### SUPPLIED MATERIAL

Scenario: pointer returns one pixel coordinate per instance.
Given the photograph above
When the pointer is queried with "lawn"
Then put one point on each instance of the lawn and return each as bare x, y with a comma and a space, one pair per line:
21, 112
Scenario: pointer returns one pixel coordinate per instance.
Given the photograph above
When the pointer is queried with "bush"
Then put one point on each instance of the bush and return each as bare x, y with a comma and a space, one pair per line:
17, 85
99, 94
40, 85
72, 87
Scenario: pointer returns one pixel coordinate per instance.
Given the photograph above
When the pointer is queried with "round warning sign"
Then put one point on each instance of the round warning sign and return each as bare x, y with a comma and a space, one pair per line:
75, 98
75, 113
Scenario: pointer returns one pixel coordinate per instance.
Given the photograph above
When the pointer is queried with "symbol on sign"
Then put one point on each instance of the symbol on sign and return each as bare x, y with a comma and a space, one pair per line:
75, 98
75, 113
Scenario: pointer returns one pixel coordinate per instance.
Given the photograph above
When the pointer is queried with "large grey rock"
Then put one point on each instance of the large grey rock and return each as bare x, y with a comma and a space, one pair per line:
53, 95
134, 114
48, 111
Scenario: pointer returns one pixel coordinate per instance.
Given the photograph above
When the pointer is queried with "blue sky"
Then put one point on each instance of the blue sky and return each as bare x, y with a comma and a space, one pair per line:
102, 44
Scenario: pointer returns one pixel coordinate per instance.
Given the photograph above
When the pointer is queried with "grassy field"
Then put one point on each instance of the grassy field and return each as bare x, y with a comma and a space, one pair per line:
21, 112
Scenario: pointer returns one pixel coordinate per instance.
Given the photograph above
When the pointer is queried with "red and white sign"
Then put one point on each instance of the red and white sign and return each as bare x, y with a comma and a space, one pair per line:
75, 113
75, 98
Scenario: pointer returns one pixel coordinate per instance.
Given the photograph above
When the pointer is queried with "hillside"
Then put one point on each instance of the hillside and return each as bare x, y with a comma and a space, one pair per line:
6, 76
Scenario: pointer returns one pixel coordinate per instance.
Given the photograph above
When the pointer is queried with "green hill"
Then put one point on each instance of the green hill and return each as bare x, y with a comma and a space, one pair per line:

######

TASK DESCRIPTION: In full and without change, transcribe every line of the records above.

RESULT OF THE EXERCISE:
Scenario: pointer returns one pixel coordinate per instance.
Given the photograph above
When the pointer is queried with "lawn"
Then put one point on each instance of the lawn and return each as bare x, y with a comma and a space, one pair per line:
21, 112
Scenario: pointer returns one pixel coordinate per instance.
Given the photograph above
When the pointer is queried with "bush"
Then put one point on each instance of the bush and return each as bare x, y with a comma and a space, one pair per line:
17, 85
99, 94
40, 85
72, 87
Scenario: pointer returns one pixel coordinate per instance.
Given the photograph above
When the pointer is queried with "round warning sign"
Then put one point on each instance of the round warning sign and return each as bare x, y with a comma and a space, one pair per line:
75, 98
75, 113
Scenario: pointer returns one pixel coordinate per instance.
Given the photograph above
When the pointer is queried with "symbol on sign"
Then put one point on each instance of the symbol on sign and return each as bare x, y with a comma and a space, one pair per line:
75, 98
75, 113
Scenario: pointer returns one pixel coordinate per instance.
Given the photograph above
When the pointer is queried with "large grey rock"
Then put one point on each instance of the large grey rock and return each as bare x, y with a comma and a space, one pair per line:
53, 95
134, 114
48, 111
Scenario: pointer returns one pixel coordinate per instance.
Given the photograph above
When the pointer is queried with "blue sky"
Then put one point on each instance of the blue sky and return each as bare x, y with a comma and a space, one pair per line:
102, 44
Scenario: pointer returns one pixel coordinate per instance.
Given the photograph above
When the pointer is queried with "grassy field"
Then put one point on each instance of the grassy field and return each as bare x, y with a comma and a space, one pair per line:
21, 112
Scenario: pointer returns one pixel coordinate per instance.
Given the photograph above
When the pointer is queried with "red and white sign"
Then put one point on each instance of the red and white sign and return each as bare x, y with a comma and a space, one pair per line:
75, 113
75, 98
Scenario: pointer returns one pixel coordinate per instance.
Given the photograph above
When the pointer is queried with "hillside"
Then put one point on each instance of the hillside and return each as bare x, y with a comma and a space, one pair per line:
6, 76
Scenario: pointer returns one pixel coordinate per instance.
Given the photograph above
When the pointer is queried with "green hill"
Then put one point on each instance of the green hill and return each as bare x, y with a comma and a space, one pair per line:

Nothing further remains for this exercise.